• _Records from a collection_
>>
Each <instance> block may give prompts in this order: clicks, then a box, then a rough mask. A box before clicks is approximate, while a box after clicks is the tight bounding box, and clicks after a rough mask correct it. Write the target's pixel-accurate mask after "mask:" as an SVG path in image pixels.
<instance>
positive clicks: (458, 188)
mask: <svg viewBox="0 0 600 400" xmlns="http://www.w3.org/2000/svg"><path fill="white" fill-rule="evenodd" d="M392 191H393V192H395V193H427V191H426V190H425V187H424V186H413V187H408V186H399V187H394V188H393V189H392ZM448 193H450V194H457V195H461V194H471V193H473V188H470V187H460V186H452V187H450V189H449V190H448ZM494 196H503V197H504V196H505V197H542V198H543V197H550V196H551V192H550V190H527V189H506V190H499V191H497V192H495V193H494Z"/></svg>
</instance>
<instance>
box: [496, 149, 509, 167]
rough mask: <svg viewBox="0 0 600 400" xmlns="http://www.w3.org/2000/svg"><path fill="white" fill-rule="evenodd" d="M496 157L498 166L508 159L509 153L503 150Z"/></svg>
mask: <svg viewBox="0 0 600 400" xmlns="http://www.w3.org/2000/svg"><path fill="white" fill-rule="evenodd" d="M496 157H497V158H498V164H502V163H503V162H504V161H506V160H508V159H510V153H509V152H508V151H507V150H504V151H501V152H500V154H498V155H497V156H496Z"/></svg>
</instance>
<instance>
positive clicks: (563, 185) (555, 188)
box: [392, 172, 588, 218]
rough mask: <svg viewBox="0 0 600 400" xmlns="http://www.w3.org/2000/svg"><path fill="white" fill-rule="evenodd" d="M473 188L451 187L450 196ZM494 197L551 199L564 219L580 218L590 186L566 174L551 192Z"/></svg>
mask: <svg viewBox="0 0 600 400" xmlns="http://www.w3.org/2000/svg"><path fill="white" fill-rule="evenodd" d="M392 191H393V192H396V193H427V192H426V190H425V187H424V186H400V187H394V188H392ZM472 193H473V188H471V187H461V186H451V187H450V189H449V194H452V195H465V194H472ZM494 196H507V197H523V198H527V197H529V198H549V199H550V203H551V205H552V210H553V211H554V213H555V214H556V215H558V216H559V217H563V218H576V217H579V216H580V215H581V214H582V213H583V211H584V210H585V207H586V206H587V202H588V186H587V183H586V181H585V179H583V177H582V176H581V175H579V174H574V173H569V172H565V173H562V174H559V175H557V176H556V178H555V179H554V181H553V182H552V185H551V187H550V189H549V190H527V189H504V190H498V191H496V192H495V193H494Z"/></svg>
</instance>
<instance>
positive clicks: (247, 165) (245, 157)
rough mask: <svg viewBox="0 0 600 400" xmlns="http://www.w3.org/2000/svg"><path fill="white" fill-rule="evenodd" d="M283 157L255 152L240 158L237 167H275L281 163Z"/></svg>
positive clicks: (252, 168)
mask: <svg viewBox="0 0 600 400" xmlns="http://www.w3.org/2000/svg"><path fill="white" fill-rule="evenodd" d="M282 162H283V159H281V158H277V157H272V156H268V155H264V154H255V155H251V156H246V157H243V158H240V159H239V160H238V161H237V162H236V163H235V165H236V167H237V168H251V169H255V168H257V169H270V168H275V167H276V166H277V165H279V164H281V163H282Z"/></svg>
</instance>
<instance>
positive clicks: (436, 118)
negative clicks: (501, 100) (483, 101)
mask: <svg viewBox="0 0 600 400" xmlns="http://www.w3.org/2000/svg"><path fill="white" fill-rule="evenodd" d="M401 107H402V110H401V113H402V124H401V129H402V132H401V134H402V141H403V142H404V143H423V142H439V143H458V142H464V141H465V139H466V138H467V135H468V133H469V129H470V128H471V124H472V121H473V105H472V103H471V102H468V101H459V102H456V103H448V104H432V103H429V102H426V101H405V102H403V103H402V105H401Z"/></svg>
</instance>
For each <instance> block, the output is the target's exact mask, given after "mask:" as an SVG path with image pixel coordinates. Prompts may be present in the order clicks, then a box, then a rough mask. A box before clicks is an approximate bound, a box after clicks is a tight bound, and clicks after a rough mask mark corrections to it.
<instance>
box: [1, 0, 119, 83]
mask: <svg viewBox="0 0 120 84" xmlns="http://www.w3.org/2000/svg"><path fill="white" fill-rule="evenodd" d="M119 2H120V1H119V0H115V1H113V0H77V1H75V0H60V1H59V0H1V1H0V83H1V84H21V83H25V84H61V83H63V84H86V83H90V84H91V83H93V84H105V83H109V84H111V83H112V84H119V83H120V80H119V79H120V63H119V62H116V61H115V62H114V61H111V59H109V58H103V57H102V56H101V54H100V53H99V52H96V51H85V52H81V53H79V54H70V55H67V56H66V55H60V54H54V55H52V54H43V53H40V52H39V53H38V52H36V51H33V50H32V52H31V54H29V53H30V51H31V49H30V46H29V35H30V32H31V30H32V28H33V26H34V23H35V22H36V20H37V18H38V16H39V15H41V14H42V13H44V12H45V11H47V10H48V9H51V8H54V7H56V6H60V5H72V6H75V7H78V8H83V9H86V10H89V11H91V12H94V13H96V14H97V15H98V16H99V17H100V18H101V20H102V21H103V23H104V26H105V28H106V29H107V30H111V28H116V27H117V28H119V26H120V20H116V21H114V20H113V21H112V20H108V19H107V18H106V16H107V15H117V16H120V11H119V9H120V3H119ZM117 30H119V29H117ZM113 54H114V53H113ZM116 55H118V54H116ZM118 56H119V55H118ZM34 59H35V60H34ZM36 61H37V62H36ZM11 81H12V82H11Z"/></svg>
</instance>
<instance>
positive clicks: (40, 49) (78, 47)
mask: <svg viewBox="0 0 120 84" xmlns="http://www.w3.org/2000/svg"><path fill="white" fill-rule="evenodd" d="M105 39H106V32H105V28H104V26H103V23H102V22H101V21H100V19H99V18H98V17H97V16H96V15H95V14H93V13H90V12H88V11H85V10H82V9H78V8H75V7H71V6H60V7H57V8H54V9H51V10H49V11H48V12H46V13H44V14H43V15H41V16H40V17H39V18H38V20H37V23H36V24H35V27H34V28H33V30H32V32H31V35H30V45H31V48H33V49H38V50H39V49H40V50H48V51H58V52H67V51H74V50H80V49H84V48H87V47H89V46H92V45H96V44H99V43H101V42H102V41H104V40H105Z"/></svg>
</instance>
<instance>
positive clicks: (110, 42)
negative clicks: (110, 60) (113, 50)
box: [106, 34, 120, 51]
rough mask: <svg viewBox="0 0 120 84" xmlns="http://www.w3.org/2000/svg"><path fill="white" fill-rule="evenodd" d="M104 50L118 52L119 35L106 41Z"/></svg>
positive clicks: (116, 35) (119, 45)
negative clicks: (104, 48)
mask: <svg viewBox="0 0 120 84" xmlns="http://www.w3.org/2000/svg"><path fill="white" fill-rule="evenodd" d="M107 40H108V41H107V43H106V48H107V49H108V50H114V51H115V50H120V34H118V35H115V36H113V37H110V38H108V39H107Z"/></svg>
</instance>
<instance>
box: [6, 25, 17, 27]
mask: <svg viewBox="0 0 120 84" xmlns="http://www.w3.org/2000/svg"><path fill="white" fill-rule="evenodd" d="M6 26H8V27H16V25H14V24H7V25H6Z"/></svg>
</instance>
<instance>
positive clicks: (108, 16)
<<
• _Work item_
Quote every entry exactly.

• _Solution to this task_
Each <instance> block may give prompts in this order: clicks, then a box, then a rough mask. A box before clicks is approximate, while a box after clicks is the tight bounding box, and clicks after a rough mask correct it. Write the target's pixel-accurate mask after "mask:" as an SVG path in image pixels.
<instance>
positive clicks: (458, 188)
mask: <svg viewBox="0 0 600 400" xmlns="http://www.w3.org/2000/svg"><path fill="white" fill-rule="evenodd" d="M392 191H393V192H395V193H427V191H426V190H425V187H424V186H413V187H408V186H399V187H394V188H393V189H392ZM448 193H450V194H457V195H461V194H471V193H473V188H470V187H460V186H452V187H450V189H449V190H448ZM494 196H503V197H504V196H505V197H542V198H543V197H550V196H551V192H550V190H527V189H506V190H499V191H497V192H495V193H494Z"/></svg>
</instance>
<instance>
box: [496, 149, 509, 167]
rough mask: <svg viewBox="0 0 600 400" xmlns="http://www.w3.org/2000/svg"><path fill="white" fill-rule="evenodd" d="M496 157L498 166L508 159L509 153L503 150Z"/></svg>
mask: <svg viewBox="0 0 600 400" xmlns="http://www.w3.org/2000/svg"><path fill="white" fill-rule="evenodd" d="M496 157H497V158H498V164H502V163H503V162H504V161H506V160H508V159H510V153H509V152H508V151H507V150H504V151H501V152H500V154H498V155H497V156H496Z"/></svg>
</instance>
<instance>
positive clicks: (563, 185) (555, 188)
box: [392, 172, 588, 218]
rough mask: <svg viewBox="0 0 600 400" xmlns="http://www.w3.org/2000/svg"><path fill="white" fill-rule="evenodd" d="M473 188L451 187L450 196ZM494 197L551 199L564 219L580 218L590 186L566 174L551 192Z"/></svg>
mask: <svg viewBox="0 0 600 400" xmlns="http://www.w3.org/2000/svg"><path fill="white" fill-rule="evenodd" d="M392 191H393V192H396V193H427V192H426V190H425V187H424V186H400V187H394V188H392ZM472 193H473V188H471V187H461V186H451V187H450V189H449V194H452V195H465V194H472ZM494 196H507V197H523V198H527V197H529V198H549V199H550V203H551V205H552V210H553V211H554V213H555V214H556V215H558V216H559V217H563V218H576V217H579V216H580V215H581V214H582V213H583V211H584V210H585V207H586V206H587V202H588V186H587V183H586V181H585V179H583V177H582V176H581V175H579V174H574V173H569V172H565V173H562V174H559V175H557V176H556V178H555V179H554V181H553V182H552V185H551V187H550V189H549V190H527V189H504V190H498V191H496V192H495V193H494Z"/></svg>
</instance>
<instance>
positive clicks: (247, 165) (245, 157)
rough mask: <svg viewBox="0 0 600 400" xmlns="http://www.w3.org/2000/svg"><path fill="white" fill-rule="evenodd" d="M283 157L255 152L240 158L237 167H275L281 163Z"/></svg>
positive clicks: (252, 168)
mask: <svg viewBox="0 0 600 400" xmlns="http://www.w3.org/2000/svg"><path fill="white" fill-rule="evenodd" d="M282 162H283V159H281V158H277V157H272V156H268V155H264V154H255V155H251V156H246V157H243V158H240V159H239V160H238V161H237V162H236V163H235V165H236V167H237V168H251V169H255V168H257V169H270V168H275V167H276V166H277V165H279V164H281V163H282Z"/></svg>
</instance>
<instance>
positive clicks: (436, 118)
negative clicks: (501, 100) (483, 101)
mask: <svg viewBox="0 0 600 400" xmlns="http://www.w3.org/2000/svg"><path fill="white" fill-rule="evenodd" d="M401 107H402V110H401V113H402V124H401V129H402V132H401V134H402V141H403V142H404V143H423V142H439V143H458V142H464V141H465V139H466V138H467V135H468V133H469V129H470V128H471V124H472V121H473V105H472V103H471V102H468V101H459V102H456V103H448V104H432V103H429V102H426V101H405V102H403V103H402V105H401Z"/></svg>
</instance>
For each <instance> block, the output is the target's exact mask, given after "mask:" as an SVG path with image pixel coordinates. Prompts may be present in the order clicks, then a box, then a rough mask. A box before clicks is an approximate bound, a box after clicks is a tight bound, and clicks after a rough mask mark corrections to it.
<instance>
box: [1, 0, 119, 83]
mask: <svg viewBox="0 0 120 84" xmlns="http://www.w3.org/2000/svg"><path fill="white" fill-rule="evenodd" d="M119 2H120V1H119V0H115V1H113V0H77V1H75V0H60V1H59V0H1V1H0V83H1V84H21V83H25V84H61V83H63V84H86V83H90V84H91V83H93V84H105V83H109V84H111V83H112V84H119V83H120V80H119V79H120V63H119V62H116V61H115V62H114V61H111V59H109V58H103V57H102V56H101V54H100V53H99V52H96V51H85V52H81V53H79V54H70V55H67V56H66V55H60V54H54V55H52V54H43V53H40V52H39V53H38V52H36V51H33V50H32V52H31V54H29V53H30V51H31V49H30V46H29V35H30V32H31V30H32V28H33V26H34V23H35V22H36V20H37V18H38V16H39V15H41V14H42V13H44V12H45V11H47V10H48V9H51V8H54V7H56V6H60V5H72V6H75V7H78V8H83V9H86V10H89V11H91V12H94V13H96V14H97V15H98V16H99V17H100V18H101V20H102V21H103V23H104V26H105V28H106V29H107V30H111V28H116V27H117V28H119V26H120V20H116V21H114V20H113V21H112V20H108V19H107V18H106V16H107V15H117V16H120V11H119V9H120V3H119ZM117 30H119V29H117ZM113 54H114V53H113ZM116 55H118V54H116ZM118 56H119V55H118ZM34 59H35V60H34ZM36 61H37V62H36ZM11 81H12V82H11Z"/></svg>
</instance>
<instance>
positive clicks: (40, 49) (78, 47)
mask: <svg viewBox="0 0 120 84" xmlns="http://www.w3.org/2000/svg"><path fill="white" fill-rule="evenodd" d="M105 39H106V32H105V28H104V26H103V23H102V22H101V21H100V19H99V18H98V17H97V16H96V15H95V14H93V13H90V12H88V11H85V10H82V9H78V8H75V7H71V6H60V7H57V8H54V9H51V10H49V11H48V12H46V13H44V14H43V15H41V16H40V17H39V18H38V20H37V23H36V24H35V27H34V28H33V30H32V32H31V35H30V45H31V48H33V49H38V50H39V49H40V50H48V51H58V52H67V51H74V50H80V49H84V48H87V47H89V46H92V45H96V44H99V43H101V42H102V41H104V40H105Z"/></svg>
</instance>
<instance>
positive clicks: (110, 42)
negative clicks: (110, 60) (113, 50)
box: [106, 34, 120, 51]
rough mask: <svg viewBox="0 0 120 84" xmlns="http://www.w3.org/2000/svg"><path fill="white" fill-rule="evenodd" d="M104 50L118 52L119 35L106 41Z"/></svg>
positive clicks: (116, 35) (119, 45)
negative clicks: (104, 48)
mask: <svg viewBox="0 0 120 84" xmlns="http://www.w3.org/2000/svg"><path fill="white" fill-rule="evenodd" d="M107 40H108V41H107V43H106V48H107V49H108V50H114V51H115V50H120V34H118V35H115V36H113V37H110V38H108V39H107Z"/></svg>
</instance>
<instance>
box: [6, 25, 17, 27]
mask: <svg viewBox="0 0 120 84" xmlns="http://www.w3.org/2000/svg"><path fill="white" fill-rule="evenodd" d="M6 26H8V27H16V25H14V24H7V25H6Z"/></svg>
</instance>
<instance>
positive clicks: (108, 16)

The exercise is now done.